◆ Objective: In the records below, start at the line containing "hat in the photo above." and end with the line containing "[[396, 467]]". Write those lines out again, replacing "JSON array" with "JSON list" and changing nothing else.

(Stored dataset items)
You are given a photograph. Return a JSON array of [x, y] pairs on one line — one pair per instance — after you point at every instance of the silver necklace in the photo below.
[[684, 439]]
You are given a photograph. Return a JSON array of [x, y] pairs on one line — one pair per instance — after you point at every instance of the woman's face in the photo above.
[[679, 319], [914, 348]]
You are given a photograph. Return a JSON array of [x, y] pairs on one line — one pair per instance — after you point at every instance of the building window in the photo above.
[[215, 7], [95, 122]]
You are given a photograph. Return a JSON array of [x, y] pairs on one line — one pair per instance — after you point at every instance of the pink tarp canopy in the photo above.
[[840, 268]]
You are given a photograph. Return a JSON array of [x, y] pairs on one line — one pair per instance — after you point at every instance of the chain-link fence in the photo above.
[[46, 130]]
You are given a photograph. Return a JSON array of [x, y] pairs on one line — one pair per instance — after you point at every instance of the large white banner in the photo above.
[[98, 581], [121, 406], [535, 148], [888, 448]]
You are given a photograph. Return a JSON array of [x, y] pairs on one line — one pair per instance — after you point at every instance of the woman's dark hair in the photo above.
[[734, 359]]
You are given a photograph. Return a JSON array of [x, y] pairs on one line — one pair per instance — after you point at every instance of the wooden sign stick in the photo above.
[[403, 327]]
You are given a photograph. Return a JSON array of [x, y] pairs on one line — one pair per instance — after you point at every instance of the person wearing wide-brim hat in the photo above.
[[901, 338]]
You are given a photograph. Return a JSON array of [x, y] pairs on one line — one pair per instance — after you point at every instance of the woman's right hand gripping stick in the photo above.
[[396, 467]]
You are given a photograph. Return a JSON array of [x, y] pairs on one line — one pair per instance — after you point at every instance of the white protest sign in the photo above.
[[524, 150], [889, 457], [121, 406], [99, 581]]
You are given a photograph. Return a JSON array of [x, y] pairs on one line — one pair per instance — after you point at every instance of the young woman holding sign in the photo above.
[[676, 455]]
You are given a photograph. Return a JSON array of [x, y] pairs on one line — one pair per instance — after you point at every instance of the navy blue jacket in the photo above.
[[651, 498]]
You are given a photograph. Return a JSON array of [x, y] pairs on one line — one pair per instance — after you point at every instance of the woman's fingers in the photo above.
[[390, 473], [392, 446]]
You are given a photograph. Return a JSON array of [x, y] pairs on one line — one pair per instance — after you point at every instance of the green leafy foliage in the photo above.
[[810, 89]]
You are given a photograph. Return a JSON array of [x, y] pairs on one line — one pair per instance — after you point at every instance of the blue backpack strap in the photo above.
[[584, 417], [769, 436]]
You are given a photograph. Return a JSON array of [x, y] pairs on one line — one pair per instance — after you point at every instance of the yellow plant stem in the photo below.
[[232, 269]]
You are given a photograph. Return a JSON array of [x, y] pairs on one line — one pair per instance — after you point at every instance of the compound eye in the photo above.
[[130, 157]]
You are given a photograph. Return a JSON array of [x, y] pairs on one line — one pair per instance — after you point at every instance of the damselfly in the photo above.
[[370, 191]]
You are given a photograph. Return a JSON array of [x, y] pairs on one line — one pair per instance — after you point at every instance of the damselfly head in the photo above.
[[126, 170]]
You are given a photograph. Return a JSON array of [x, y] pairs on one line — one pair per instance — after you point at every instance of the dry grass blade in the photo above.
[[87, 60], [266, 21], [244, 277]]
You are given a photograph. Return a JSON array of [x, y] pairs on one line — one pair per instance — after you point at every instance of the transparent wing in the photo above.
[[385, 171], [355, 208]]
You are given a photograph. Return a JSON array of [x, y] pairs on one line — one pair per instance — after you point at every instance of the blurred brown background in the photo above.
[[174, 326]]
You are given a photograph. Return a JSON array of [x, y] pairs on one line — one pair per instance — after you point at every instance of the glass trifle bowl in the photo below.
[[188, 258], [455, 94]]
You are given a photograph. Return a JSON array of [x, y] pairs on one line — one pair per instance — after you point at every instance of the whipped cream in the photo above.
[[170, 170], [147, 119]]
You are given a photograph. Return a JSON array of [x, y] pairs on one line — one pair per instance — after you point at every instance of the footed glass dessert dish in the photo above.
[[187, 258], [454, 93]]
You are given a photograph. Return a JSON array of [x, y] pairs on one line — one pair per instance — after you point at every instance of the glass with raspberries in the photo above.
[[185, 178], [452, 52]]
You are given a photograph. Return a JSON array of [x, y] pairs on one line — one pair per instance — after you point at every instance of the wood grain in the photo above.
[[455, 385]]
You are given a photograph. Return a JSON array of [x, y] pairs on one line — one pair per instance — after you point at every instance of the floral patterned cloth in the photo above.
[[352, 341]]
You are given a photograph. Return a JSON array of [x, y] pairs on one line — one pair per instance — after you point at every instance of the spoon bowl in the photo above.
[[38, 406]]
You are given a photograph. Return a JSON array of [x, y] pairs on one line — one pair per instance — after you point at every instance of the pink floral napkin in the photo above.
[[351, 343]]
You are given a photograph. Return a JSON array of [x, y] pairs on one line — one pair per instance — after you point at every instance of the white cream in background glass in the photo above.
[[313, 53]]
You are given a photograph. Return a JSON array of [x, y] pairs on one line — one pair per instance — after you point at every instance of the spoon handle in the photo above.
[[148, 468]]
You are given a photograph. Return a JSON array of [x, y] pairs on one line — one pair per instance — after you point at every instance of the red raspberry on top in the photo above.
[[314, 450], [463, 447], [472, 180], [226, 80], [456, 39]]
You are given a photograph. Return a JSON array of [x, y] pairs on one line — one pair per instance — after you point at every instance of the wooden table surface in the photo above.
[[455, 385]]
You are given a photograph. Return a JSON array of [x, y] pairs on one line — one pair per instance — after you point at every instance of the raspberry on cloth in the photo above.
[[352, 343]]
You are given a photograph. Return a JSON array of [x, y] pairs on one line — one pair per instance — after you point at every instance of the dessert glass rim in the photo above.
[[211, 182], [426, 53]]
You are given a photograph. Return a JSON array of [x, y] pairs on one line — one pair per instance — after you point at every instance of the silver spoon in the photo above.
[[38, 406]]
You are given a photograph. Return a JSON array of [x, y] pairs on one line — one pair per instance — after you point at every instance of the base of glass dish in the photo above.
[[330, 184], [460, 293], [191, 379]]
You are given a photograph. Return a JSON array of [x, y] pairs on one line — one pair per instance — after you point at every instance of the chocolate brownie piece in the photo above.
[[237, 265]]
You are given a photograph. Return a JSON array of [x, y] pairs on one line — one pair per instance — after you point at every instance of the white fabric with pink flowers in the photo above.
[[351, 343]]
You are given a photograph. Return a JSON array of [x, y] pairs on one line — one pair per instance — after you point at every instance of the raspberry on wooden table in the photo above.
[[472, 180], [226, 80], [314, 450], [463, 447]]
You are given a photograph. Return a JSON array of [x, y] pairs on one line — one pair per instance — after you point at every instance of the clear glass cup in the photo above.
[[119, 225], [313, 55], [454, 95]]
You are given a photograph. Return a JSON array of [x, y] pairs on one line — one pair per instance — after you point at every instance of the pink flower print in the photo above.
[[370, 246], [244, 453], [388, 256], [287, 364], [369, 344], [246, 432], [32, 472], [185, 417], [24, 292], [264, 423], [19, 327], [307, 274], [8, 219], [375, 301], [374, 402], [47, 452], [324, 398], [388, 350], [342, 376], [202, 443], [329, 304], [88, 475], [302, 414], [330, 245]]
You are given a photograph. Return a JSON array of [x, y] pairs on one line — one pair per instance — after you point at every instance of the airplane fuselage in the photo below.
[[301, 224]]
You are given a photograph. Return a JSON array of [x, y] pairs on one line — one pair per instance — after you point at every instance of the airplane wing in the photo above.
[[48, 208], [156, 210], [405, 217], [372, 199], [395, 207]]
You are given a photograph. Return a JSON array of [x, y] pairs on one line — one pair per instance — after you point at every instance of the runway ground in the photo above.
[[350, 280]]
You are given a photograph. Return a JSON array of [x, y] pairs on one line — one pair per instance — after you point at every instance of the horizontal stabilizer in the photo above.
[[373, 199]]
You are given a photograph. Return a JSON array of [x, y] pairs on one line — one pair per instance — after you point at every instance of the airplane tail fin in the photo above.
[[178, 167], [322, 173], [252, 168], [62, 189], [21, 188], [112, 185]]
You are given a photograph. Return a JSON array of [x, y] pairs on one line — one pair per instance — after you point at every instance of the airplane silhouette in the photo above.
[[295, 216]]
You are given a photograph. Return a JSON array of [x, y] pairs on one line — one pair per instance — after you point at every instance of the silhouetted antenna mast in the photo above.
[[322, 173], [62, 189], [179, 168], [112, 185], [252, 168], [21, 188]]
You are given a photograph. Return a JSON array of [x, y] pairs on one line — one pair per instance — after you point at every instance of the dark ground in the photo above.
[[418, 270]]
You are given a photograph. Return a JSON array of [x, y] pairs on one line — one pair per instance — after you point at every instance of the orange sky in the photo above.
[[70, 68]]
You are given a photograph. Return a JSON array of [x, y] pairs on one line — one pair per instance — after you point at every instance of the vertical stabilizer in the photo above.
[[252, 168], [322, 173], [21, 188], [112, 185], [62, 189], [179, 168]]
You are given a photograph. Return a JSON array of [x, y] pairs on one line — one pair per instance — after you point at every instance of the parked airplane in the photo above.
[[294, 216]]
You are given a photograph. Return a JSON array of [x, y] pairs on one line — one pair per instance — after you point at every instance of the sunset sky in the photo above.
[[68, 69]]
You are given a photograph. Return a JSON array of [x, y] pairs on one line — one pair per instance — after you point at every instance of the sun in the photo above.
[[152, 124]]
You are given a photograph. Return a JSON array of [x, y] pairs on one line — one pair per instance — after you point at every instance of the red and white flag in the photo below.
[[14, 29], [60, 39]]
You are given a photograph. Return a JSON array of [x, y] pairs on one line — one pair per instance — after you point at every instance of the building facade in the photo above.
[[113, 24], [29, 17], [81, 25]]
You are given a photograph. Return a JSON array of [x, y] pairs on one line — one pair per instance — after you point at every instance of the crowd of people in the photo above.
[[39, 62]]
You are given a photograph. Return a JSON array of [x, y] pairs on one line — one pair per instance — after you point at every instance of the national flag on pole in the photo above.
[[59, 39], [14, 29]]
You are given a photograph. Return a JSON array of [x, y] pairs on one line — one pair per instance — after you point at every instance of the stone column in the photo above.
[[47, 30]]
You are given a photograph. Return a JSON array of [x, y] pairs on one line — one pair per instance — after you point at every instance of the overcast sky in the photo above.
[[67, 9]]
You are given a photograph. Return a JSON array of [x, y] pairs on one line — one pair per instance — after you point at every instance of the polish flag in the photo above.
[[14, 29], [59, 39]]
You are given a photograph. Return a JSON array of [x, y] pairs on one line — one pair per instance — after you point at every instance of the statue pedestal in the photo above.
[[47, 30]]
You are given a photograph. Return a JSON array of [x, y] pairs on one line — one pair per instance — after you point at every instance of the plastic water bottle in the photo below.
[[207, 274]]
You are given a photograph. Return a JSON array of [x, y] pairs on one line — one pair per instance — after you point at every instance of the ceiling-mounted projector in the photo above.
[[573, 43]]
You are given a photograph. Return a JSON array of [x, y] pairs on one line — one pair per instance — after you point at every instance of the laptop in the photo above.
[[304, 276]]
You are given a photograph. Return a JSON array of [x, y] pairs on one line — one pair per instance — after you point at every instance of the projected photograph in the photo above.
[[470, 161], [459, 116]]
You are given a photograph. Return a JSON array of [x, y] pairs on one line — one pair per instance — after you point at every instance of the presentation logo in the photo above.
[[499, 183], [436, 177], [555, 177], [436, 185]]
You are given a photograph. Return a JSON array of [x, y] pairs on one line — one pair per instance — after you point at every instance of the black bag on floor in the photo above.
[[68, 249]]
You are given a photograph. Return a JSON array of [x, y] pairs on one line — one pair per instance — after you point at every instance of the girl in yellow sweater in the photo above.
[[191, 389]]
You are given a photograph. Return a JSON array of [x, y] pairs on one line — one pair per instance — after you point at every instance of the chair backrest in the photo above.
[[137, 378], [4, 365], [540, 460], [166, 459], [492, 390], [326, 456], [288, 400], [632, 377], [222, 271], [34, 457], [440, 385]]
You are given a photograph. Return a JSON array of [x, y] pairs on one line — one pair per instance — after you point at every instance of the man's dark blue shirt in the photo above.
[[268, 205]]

◆ Written solution:
You are given a photograph. Return a JSON list of [x, y] pairs on one line — one pair per instance — after you point at every instance of the person wearing wide-brim hat in the photo above.
[[901, 338]]
You are given a photograph. Return a JSON list of [x, y] pairs on one line — one pair per instance — after you point at every instance of the woman's right hand gripping stick in the photo above.
[[396, 467]]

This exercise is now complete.